* Begin Provided information *

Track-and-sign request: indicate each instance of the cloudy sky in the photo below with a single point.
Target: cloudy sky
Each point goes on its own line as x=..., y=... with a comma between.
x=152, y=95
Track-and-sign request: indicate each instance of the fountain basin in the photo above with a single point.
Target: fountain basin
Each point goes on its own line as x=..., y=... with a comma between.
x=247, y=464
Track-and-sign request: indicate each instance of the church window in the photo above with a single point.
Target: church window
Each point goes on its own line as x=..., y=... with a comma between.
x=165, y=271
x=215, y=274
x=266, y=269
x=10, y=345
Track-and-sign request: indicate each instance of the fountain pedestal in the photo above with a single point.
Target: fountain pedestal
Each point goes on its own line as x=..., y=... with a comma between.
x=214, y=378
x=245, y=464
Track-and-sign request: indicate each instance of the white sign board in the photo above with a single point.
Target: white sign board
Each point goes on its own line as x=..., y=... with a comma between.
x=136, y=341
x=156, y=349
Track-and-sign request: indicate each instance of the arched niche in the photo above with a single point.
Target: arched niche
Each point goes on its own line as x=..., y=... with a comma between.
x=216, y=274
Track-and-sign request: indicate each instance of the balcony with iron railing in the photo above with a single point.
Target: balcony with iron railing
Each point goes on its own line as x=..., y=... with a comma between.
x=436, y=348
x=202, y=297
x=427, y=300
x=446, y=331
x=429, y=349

* End Provided information *

The task:
Lay out only the records from the line containing "Track-and-sign request: indicate each instance of the balcony" through the end of the records as a two-column CSV with the headers item and answer, one row per record. Put each record's text and its answer in their own quoted fields, replacing line breaks with spaces.

Result below:
item,answer
"Track-and-sign request: indicate each instance of the balcony with iron railing in the photo above with a single point. Target: balcony with iron railing Each point goes on its own line as x=..., y=... with a comma between.","x=436, y=348 x=202, y=297 x=427, y=300 x=446, y=331 x=429, y=349"